_PROVIDED PASSAGE_

:::::

AoE performance slowww

Initiator (iSCSI, FCoE, AoE, iSER and NVMe over Fabrics), iSCSI accelerator and RAM disk

Moderators: anton (staff), art (staff), Max (staff), Anatoly (staff)

Post Reply
cdevidal
Posts: 7
Joined: Sat Aug 02, 2008 11:07 pm

Wed Aug 20, 2008 1:59 pm

Problem
I am averaging 1.5MB/sec. backing up data from my AoE setup. Sometimes I can get up to 4MB/sec., but that's rare. Only ONE client is pulling the files, there is zero multiuser access going on. Anyone have any thoughts?

Target
Software: vblade 18 OR kvblade alpha-3 (same results)
CPU: 1.7GHz P4
Memory: 256MB (system only uses 23MB)
OS: CentOS 4.6, current updates and kernel
Network: 32-bit Gigabit Broadcom card
Disk: Single 750GB PATA

Network
Switch: US Robotics Gigabit
Cables: Cat 5e

Initiator
Software: StarPort 3.6 Build 0x20080410
CPU: Dual Xeon 3.4GHz
Memory: 3GB
OS: Windows 2003 SP2, current updates and drivers
Network: 64-bit Gigabit Broadcom (I think? Built into the motherboard, which is a relatively new HP DL380 G4, pretty fast)
Partition: NTFS
Files: Usually megabytes in size, rarely small
Backup program: BakBone's NetVault

The bottleneck could be the target's NIC but I don't think that's the case; I can pull a 1GB file using netcat+cpio at an average of 10MB/sec., even when the backup is running over AoE at the same time!

I've noticed that often the backup will stall for several seconds for no apparent reason. But even when it's going at full steam the speed hovers at around 2.5MB/sec. (with the stalls, I average 1.5MB/sec.) This same backup software can back up files directly from the initiator's local hard drive at around 10MB/sec.

:::::

_DATA LINES_
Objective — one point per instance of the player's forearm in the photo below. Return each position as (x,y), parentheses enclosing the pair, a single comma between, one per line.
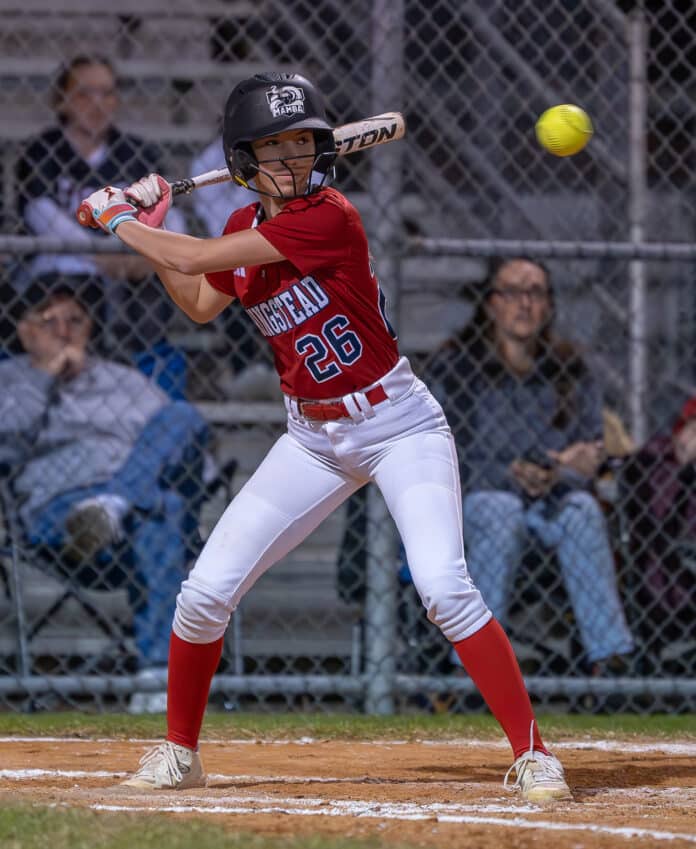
(183,289)
(176,252)
(193,256)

:::::

_REQUESTS_
1 > List every item under the "Target" heading in the AoE performance post, with its value.
2 > Repeat word for word the part of the AoE performance post that opens with the words containing "Wed Aug 20, 2008" and closes with "alpha-3 (same results)".

_ANSWERS PROVIDED_
1 >
Software: vblade 18 OR kvblade alpha-3 (same results)
CPU: 1.7GHz P4
Memory: 256MB (system only uses 23MB)
OS: CentOS 4.6, current updates and kernel
Network: 32-bit Gigabit Broadcom card
Disk: Single 750GB PATA

2 >
Wed Aug 20, 2008 1:59 pm

Problem
I am averaging 1.5MB/sec. backing up data from my AoE setup. Sometimes I can get up to 4MB/sec., but that's rare. Only ONE client is pulling the files, there is zero multiuser access going on. Anyone have any thoughts?

Target
Software: vblade 18 OR kvblade alpha-3 (same results)